** Opening DATASET RECORDS block **

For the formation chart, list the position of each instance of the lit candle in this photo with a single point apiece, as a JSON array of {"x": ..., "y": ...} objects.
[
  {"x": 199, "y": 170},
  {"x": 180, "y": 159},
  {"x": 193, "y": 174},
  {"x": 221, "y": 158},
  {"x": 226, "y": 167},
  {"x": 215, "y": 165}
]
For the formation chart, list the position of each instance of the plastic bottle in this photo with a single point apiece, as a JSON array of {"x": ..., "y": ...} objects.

** Closing DATASET RECORDS block **
** Opening DATASET RECORDS block **

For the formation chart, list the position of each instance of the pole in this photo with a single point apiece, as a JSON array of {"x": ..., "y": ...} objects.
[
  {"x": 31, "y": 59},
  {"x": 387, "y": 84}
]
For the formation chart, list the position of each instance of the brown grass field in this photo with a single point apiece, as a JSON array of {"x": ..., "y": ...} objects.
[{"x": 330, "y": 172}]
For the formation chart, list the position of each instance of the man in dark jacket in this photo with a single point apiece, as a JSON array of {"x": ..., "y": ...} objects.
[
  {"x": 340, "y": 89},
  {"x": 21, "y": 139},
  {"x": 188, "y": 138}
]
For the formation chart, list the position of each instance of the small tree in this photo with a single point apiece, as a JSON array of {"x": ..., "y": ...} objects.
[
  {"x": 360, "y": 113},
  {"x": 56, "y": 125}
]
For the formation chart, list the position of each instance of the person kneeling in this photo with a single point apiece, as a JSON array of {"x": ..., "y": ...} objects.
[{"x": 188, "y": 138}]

** Closing DATASET RECORDS block **
** Opening DATASET RECORDS block **

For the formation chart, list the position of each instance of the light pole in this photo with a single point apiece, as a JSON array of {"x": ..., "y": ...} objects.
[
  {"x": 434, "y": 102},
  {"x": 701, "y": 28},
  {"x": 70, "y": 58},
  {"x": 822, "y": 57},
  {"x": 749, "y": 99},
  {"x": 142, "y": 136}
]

** Closing DATASET RECORDS block **

» **PROBLEM STATEMENT**
Scan the records above for the lines holding "the lit candle" and "of the plastic". Transcribe those two and every line between them word for word, and no others.

» **ANSWER AREA**
For the formation chart, list the position of each instance of the lit candle in this photo with a single point apiece, as a JSON array of {"x": ..., "y": ...} objects.
[
  {"x": 199, "y": 170},
  {"x": 180, "y": 159},
  {"x": 193, "y": 174},
  {"x": 221, "y": 158},
  {"x": 226, "y": 167},
  {"x": 215, "y": 165}
]
For the formation chart, list the position of each instance of the plastic bottle in this photo with a single point apiece, as a JSON array of {"x": ..., "y": ...} objects.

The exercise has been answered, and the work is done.